Data in this exercise
□ □ □
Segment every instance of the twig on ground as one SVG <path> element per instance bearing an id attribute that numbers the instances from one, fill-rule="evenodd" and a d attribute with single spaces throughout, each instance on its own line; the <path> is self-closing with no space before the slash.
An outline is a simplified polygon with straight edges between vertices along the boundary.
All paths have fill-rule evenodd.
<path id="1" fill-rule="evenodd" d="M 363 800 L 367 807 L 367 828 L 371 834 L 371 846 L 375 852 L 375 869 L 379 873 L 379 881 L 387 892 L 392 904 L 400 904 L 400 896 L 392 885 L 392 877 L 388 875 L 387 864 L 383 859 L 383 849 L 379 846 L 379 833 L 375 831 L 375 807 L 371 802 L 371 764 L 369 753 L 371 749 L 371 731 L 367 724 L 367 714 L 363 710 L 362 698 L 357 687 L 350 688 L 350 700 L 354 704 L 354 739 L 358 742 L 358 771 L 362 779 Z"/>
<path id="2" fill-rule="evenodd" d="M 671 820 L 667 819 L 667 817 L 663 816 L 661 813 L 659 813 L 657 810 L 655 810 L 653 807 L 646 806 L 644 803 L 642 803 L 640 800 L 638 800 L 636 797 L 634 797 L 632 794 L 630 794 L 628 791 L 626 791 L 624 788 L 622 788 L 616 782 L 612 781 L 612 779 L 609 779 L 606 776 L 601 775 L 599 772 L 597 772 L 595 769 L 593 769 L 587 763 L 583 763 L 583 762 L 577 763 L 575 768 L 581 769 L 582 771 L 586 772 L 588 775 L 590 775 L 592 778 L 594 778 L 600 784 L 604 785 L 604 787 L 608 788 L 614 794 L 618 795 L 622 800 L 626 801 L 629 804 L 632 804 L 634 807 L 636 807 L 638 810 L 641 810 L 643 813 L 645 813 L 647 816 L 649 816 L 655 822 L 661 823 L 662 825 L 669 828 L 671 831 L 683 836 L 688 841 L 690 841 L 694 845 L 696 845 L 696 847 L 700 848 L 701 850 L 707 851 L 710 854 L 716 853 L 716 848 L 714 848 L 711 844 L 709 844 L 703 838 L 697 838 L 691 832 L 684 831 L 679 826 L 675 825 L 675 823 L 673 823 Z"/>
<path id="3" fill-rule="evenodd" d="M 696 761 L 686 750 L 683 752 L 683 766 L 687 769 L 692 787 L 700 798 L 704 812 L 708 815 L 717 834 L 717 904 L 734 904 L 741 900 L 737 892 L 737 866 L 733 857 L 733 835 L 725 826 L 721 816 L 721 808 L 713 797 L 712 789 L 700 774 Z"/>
□ □ □
Exercise instructions
For this exercise, please copy exactly the lines of the material above from its first line through the line where "An outline is" appears.

Problem solution
Segment every instance of the twig on ground as one SVG <path> element per instance bearing an id attribute that numbers the instances from one, fill-rule="evenodd" and a d attribute with single spaces throughout, each instance on its own line; the <path> is self-closing with no space before the slash.
An outline is a simplified polygon with straight edges between vertices along the boundary.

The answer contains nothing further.